▶ **REQUIREMENTS**
Gather and copy every line in the items below that contains the word "bare". Capital and lowercase letters must match.

▶ **STORED ROWS**
[start]

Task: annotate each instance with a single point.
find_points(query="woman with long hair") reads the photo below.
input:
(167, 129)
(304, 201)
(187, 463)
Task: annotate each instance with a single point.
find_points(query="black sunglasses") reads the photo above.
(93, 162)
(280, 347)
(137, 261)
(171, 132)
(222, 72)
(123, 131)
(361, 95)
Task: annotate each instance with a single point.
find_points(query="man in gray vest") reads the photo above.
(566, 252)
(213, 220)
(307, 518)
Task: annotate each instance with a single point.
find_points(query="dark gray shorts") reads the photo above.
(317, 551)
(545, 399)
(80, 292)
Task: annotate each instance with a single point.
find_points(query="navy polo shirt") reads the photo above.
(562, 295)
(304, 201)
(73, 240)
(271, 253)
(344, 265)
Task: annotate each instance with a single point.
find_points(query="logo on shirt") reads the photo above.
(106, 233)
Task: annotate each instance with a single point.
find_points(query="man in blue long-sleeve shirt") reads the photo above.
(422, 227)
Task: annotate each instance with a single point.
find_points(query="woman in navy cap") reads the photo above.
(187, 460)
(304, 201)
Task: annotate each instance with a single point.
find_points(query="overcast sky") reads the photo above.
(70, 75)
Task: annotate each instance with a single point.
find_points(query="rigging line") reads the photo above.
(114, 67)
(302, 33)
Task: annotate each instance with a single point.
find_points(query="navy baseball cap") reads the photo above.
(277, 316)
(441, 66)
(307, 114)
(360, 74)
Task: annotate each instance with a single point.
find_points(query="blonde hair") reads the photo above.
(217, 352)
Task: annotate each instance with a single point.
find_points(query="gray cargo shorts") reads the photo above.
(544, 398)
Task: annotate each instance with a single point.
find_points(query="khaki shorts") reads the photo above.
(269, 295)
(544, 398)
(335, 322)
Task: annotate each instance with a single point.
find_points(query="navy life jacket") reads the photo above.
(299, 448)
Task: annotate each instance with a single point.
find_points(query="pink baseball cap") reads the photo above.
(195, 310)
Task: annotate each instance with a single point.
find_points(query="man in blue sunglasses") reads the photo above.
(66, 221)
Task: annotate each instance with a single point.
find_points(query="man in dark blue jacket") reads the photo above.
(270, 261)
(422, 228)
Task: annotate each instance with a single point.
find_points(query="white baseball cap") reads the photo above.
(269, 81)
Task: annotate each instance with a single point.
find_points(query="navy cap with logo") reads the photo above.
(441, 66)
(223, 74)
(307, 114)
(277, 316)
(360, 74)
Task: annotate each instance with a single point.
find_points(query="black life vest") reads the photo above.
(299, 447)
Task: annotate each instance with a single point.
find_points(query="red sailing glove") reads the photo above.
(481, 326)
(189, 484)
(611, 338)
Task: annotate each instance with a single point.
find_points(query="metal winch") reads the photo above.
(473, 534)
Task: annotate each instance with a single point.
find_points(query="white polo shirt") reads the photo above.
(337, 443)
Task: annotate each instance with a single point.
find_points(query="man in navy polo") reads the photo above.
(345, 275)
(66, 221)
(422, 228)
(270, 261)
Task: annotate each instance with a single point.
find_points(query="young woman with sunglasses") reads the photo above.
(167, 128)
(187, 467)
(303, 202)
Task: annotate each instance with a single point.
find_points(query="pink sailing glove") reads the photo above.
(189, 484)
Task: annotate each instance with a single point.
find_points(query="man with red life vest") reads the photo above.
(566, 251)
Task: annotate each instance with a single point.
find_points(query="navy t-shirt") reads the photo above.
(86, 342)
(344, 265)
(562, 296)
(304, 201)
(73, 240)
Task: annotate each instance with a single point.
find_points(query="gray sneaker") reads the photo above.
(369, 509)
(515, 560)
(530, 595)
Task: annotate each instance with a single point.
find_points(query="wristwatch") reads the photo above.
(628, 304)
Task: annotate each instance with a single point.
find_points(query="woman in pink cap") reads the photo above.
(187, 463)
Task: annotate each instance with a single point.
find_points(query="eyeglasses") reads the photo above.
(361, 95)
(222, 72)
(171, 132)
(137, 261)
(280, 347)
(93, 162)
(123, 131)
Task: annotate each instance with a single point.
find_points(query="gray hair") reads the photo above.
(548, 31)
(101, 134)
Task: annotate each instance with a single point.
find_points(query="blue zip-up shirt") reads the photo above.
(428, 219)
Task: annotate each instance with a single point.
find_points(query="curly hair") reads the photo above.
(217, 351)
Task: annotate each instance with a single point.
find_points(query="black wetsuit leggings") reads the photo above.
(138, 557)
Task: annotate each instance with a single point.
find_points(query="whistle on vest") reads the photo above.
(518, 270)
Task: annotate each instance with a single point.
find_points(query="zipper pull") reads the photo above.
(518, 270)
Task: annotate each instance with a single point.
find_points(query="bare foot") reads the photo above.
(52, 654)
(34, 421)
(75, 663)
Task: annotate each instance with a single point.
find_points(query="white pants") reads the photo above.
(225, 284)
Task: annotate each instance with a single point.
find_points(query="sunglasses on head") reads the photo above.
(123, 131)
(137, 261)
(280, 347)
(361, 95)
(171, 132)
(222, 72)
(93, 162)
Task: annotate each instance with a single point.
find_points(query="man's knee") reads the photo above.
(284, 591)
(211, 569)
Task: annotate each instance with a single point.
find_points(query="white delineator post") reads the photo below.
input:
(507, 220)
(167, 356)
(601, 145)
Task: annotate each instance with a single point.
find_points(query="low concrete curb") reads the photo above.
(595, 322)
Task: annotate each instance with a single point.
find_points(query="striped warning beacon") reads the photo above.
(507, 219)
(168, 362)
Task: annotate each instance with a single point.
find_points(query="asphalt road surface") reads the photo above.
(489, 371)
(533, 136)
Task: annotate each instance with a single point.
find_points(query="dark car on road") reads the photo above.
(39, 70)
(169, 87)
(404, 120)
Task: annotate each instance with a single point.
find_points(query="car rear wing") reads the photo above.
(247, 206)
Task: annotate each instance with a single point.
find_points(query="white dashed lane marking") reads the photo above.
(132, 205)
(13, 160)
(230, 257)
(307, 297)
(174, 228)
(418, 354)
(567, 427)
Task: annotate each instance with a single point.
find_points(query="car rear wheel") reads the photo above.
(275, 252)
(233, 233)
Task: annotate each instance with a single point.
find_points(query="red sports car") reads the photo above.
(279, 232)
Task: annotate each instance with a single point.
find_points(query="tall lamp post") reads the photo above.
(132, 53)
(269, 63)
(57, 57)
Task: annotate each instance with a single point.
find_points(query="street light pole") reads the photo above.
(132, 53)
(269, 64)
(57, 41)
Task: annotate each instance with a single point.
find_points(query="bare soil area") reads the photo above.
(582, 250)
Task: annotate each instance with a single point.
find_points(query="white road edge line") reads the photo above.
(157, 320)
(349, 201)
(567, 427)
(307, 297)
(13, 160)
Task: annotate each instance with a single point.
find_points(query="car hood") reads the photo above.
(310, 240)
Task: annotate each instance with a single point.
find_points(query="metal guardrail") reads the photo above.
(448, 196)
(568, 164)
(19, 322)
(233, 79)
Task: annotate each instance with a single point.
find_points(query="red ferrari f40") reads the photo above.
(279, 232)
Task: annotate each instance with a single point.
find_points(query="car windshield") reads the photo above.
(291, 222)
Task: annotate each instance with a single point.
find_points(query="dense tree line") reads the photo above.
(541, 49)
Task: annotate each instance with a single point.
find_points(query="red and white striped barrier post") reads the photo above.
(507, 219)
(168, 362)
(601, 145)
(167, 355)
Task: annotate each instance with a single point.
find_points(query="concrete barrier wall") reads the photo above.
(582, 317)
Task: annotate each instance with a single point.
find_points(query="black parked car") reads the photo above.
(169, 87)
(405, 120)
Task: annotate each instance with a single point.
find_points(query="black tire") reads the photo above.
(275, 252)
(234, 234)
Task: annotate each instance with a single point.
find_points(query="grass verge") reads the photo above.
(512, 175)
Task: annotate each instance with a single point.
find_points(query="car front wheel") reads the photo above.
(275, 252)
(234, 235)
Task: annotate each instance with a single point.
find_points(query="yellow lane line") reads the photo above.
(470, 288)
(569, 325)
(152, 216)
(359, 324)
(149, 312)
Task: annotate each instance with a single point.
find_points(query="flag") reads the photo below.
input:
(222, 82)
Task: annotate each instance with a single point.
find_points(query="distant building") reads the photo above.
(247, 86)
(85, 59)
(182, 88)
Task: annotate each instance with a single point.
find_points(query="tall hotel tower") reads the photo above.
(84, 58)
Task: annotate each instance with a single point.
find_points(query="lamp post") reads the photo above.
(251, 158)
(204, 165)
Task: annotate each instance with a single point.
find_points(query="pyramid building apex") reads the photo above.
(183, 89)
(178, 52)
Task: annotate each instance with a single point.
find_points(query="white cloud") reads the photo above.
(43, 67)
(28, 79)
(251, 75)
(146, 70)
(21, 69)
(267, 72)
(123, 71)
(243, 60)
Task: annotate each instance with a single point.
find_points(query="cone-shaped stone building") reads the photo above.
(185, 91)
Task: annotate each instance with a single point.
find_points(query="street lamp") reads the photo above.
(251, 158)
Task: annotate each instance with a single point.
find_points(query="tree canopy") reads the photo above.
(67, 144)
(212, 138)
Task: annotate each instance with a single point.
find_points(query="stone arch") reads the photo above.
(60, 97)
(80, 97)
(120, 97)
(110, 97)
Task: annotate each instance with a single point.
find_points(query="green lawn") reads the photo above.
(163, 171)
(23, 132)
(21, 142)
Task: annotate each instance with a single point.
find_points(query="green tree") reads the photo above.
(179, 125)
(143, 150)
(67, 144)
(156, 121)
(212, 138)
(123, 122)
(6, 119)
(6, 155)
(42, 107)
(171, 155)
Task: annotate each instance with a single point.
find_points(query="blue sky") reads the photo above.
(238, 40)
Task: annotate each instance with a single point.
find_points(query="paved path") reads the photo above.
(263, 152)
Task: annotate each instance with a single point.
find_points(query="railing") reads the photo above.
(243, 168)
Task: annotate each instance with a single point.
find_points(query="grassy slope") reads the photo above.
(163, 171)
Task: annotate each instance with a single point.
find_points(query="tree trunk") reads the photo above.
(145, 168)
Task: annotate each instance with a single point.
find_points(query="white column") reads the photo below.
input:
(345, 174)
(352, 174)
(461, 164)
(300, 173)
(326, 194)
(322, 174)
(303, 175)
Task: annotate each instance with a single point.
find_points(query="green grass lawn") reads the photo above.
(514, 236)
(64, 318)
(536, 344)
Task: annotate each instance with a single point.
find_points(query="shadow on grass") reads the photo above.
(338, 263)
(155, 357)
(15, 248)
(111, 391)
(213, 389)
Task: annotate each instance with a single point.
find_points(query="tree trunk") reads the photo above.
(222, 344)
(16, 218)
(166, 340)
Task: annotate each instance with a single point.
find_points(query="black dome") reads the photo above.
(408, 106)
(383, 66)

[end]

▶ **SOLUTION FOR THIS PROBLEM**
find_points(query="bare foot") reads the photo above.
find_points(query="bare soil area") reads the photo above.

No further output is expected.